OBJECTIVE » In every row below, change "evaluation set" to "test set" and keep all other text the same.

-- start MATERIAL TO PROCESS --

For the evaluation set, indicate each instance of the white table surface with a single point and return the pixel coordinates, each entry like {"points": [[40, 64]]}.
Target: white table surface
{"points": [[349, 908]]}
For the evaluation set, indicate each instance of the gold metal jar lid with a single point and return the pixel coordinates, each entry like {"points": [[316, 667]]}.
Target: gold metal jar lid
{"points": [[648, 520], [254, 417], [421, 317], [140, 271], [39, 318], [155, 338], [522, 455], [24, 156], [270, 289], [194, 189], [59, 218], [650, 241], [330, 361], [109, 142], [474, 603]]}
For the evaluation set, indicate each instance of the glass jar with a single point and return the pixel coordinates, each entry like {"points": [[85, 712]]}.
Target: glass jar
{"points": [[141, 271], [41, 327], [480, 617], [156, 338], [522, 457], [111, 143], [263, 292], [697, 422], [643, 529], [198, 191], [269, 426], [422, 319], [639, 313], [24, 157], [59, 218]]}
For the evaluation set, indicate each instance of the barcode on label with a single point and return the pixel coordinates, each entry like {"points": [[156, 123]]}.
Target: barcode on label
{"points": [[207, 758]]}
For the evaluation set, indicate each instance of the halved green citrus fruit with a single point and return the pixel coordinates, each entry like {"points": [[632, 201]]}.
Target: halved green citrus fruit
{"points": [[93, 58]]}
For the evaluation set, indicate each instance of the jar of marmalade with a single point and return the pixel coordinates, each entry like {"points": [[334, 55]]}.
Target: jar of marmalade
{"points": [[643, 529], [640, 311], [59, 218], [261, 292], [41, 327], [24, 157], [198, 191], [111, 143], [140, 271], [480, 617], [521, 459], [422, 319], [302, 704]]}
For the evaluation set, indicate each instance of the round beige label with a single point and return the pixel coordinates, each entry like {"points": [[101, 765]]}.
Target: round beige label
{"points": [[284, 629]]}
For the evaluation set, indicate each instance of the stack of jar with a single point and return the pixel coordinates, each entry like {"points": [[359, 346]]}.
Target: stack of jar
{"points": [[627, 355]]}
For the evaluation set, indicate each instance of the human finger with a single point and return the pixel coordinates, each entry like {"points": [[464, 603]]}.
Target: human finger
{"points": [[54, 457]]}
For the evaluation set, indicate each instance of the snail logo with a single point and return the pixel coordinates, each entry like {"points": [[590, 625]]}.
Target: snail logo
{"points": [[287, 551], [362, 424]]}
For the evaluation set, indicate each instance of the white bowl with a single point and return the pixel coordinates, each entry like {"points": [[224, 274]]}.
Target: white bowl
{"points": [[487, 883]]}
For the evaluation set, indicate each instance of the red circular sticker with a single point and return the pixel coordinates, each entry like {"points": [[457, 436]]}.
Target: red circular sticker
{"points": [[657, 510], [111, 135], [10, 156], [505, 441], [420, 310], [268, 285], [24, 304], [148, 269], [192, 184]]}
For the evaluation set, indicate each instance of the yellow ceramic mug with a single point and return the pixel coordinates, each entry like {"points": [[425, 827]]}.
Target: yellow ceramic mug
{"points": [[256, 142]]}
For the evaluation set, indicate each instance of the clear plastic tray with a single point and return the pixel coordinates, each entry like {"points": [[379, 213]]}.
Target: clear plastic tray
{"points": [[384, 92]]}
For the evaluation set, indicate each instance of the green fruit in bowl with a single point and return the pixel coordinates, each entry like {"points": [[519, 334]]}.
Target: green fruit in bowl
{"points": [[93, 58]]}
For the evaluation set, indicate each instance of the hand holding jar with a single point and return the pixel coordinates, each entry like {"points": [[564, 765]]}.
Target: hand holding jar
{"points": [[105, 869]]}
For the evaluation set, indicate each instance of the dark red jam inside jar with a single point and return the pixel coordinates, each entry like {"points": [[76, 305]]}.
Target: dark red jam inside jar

-- end MATERIAL TO PROCESS --

SOLUTION FOR THIS PROBLEM »
For the test set, indicate each instance of the white table surface with a single point and return the pixel coordinates, each entry like {"points": [[40, 64]]}.
Target: white table surface
{"points": [[349, 908]]}
For the test set, indicate each instance of the gold metal jar lid with a single point and return the pixel coordinates, each entry like {"points": [[316, 667]]}.
Target: gold metal jar lid
{"points": [[648, 520], [254, 417], [421, 317], [140, 271], [39, 318], [155, 338], [522, 455], [24, 156], [270, 289], [194, 189], [59, 218], [650, 241], [330, 361], [109, 142], [474, 603]]}
For the test set, indicate each instance of the glass jar with a single point and return the pixel coordinates, each entry like {"points": [[85, 712]]}.
Target: glass jar
{"points": [[141, 271], [41, 327], [480, 617], [156, 338], [522, 457], [111, 143], [263, 292], [697, 422], [643, 529], [198, 191], [269, 426], [422, 319], [639, 313], [24, 157], [59, 218]]}
For the test set, indicate each instance of the barcode on label with a single point and return the pixel coordinates, each entry like {"points": [[156, 123]]}.
Target: barcode on label
{"points": [[207, 758]]}
For the test set, indicate each instance of the halved green citrus fruit with a single point and return the pixel coordinates, each entry like {"points": [[632, 201]]}.
Target: halved green citrus fruit
{"points": [[93, 58]]}
For the test set, indicate each instance of the jar of marmalade with a single point and return the pixel coordinates, each entry like {"points": [[334, 55]]}.
Target: jar of marmalade
{"points": [[643, 529], [640, 311], [59, 218], [261, 292], [41, 327], [24, 157], [198, 191], [111, 143], [140, 271], [480, 617], [521, 459], [422, 319], [302, 704]]}
For the test set, indicate each instance of the round beige label with a single point and return the pixel coordinates, each entry like {"points": [[101, 765]]}.
Target: round beige label
{"points": [[284, 629]]}
For the test set, indicate each instance of the stack of jar with a single point and return the pixel coordinates, each entry like {"points": [[359, 346]]}.
Target: stack of jar
{"points": [[627, 355]]}
For the test set, indicate each instance of the human finger with a single point and return the pixel coordinates, each entry like {"points": [[464, 603]]}.
Target: human finger
{"points": [[54, 457]]}
For the test set, indicate each instance of the snail logo with a single point and return the pixel coordinates, each entry like {"points": [[590, 625]]}.
Target: snail logo
{"points": [[287, 551], [362, 424]]}
For the test set, indicate each instance of the white bowl with a single point and return the pixel coordinates, each entry like {"points": [[224, 274]]}.
Target: white bowl
{"points": [[487, 883]]}
For the test set, indicate each instance of the red circular sticker with a single point and return the pixel coordinates, each entry like {"points": [[457, 436]]}.
Target: red circular sticker
{"points": [[657, 510], [111, 135], [10, 156], [505, 441], [420, 310], [268, 285], [24, 304], [148, 269], [192, 184]]}
For the test set, indicate each instance of the yellow ceramic mug with a single point and return the pixel coordinates, each entry like {"points": [[425, 827]]}.
Target: yellow ceramic mug
{"points": [[256, 142]]}
For the test set, indicate each instance of the clear plastic tray with a single point and return the pixel coordinates, each entry like {"points": [[379, 213]]}.
Target: clear plastic tray
{"points": [[384, 92]]}
For the test set, indicate each instance of the green fruit in bowl with a single point and return the pixel coordinates, each entry like {"points": [[519, 334]]}.
Target: green fruit in bowl
{"points": [[93, 58]]}
For the test set, indicate each instance of the hand holding jar with a single point and return the pixel coordinates, each entry like {"points": [[564, 765]]}.
Target: hand holding jar
{"points": [[105, 869]]}
For the test set, indicate each instance of the dark red jam inside jar with a single point and return the pixel coordinates, each entry like {"points": [[76, 305]]}.
Target: dark red jam inside jar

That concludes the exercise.